● **WHAT YOU ARE ASKED TO DO**
Rewrite everything from the start of the data down to the line containing "An example of", replacing "even-odd rule" with "nonzero winding rule" and leaving all else unchanged.

● **DATA TO USE**
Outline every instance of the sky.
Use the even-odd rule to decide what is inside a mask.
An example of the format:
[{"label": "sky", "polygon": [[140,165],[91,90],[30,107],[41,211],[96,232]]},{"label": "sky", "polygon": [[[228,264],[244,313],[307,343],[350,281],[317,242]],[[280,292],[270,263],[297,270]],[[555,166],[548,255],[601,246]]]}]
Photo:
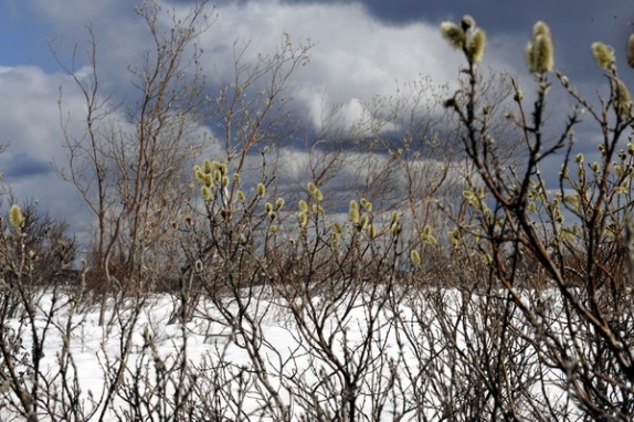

● **WORKED ANSWER**
Outline every instance of the sky.
Use the nonzero winding rule to decide what is inside a mask.
An example of the format:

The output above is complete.